Start of ENTRIES SUPPLIED

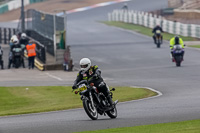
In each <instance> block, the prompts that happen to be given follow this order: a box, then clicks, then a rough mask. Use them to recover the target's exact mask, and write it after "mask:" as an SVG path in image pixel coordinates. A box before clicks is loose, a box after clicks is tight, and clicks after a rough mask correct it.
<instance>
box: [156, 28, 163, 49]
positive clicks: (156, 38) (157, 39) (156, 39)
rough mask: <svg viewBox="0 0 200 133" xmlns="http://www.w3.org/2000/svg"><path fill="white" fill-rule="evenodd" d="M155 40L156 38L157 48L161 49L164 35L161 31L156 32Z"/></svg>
mask: <svg viewBox="0 0 200 133" xmlns="http://www.w3.org/2000/svg"><path fill="white" fill-rule="evenodd" d="M155 38H156V45H157V48H160V45H161V44H162V34H161V31H160V30H156V33H155Z"/></svg>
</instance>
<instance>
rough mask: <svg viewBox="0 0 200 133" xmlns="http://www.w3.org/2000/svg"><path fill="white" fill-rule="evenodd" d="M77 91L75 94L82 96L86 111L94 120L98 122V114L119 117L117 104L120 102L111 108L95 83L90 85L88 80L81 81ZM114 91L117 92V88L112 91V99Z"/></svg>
mask: <svg viewBox="0 0 200 133" xmlns="http://www.w3.org/2000/svg"><path fill="white" fill-rule="evenodd" d="M77 89H78V91H75V94H78V93H79V94H80V95H81V100H82V102H83V107H84V110H85V112H86V114H87V115H88V116H89V117H90V118H91V119H92V120H97V119H98V114H100V115H103V114H104V115H106V114H107V115H108V116H109V117H110V118H116V117H117V108H116V104H117V103H118V100H116V101H115V102H114V103H113V105H112V106H109V102H108V100H107V98H106V97H105V95H104V94H103V93H101V92H99V91H98V89H97V88H96V87H95V86H94V84H93V83H91V84H89V83H88V81H87V80H82V81H80V82H79V83H78V84H77ZM112 91H115V88H112V90H111V91H110V95H111V98H112V96H113V93H112Z"/></svg>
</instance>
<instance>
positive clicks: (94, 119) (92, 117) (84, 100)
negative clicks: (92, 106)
mask: <svg viewBox="0 0 200 133" xmlns="http://www.w3.org/2000/svg"><path fill="white" fill-rule="evenodd" d="M83 107H84V109H85V112H86V113H87V115H88V116H89V117H90V118H91V119H92V120H96V119H97V118H98V112H97V109H96V107H92V103H91V102H90V101H89V100H86V99H85V100H83Z"/></svg>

End of ENTRIES SUPPLIED

WHAT THE EXERCISE ASKS: Go over the data above and copy every line that has the word "positive" in it.

RESULT:
positive clicks: (156, 38) (157, 39) (156, 39)
positive clicks: (94, 119) (92, 117) (84, 100)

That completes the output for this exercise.